Find the string "handle" in the listing and report every line that has it.
****************************************
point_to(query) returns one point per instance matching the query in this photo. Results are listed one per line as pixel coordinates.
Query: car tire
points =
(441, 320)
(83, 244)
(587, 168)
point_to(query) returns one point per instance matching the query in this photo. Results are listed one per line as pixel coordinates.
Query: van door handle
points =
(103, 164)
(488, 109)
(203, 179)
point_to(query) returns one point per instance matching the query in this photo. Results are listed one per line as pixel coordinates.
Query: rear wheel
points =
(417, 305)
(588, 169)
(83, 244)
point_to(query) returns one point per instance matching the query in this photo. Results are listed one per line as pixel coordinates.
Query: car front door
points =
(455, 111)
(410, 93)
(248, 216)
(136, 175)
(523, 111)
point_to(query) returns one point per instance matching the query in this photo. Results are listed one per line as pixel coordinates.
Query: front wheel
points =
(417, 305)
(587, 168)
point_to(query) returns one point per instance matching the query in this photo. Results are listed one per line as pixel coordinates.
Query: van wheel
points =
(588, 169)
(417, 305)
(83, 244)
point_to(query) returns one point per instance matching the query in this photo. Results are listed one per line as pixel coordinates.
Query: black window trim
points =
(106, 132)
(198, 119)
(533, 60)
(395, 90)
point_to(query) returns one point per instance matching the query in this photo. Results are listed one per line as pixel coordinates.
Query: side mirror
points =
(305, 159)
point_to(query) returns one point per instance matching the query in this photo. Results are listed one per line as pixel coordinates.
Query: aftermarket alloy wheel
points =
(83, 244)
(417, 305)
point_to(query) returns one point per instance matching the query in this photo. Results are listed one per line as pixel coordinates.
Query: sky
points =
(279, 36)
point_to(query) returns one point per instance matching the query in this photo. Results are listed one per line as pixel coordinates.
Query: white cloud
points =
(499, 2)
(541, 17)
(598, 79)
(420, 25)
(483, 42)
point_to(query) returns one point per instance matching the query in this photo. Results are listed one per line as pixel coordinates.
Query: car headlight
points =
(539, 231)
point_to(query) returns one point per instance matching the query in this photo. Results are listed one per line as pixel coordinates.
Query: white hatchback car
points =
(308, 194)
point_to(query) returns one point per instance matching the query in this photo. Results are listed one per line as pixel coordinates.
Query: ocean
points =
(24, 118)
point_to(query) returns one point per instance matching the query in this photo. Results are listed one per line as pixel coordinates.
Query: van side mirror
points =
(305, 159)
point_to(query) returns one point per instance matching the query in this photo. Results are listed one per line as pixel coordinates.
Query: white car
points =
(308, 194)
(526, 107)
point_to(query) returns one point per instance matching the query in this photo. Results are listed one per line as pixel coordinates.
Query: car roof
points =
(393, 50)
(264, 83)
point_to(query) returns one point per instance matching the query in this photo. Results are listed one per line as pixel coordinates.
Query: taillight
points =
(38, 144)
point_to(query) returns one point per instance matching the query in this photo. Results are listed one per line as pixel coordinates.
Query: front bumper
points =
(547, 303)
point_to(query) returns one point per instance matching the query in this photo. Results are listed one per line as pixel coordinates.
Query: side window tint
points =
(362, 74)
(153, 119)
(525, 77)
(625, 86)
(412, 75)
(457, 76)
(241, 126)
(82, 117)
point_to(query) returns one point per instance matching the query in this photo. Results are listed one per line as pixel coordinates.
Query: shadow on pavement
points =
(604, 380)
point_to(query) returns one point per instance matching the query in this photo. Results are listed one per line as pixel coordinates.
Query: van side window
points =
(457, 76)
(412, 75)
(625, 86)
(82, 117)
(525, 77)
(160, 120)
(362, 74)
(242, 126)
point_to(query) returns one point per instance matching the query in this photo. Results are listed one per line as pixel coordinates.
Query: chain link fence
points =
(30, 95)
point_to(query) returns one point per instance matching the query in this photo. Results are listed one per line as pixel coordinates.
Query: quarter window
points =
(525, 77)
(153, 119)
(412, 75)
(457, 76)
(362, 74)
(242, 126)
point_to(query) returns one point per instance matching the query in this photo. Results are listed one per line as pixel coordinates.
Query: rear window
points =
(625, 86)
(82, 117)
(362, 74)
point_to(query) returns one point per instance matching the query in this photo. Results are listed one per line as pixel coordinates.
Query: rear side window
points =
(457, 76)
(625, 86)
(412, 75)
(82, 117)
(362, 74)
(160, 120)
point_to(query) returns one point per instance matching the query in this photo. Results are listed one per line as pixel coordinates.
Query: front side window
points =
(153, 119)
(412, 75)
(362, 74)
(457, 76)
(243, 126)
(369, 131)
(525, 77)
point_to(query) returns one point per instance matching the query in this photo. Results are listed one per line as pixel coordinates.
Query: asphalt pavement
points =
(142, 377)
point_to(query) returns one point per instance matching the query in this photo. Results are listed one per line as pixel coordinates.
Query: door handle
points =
****************************************
● **RESULT OF THIS TASK**:
Query: van door handle
Query: door handle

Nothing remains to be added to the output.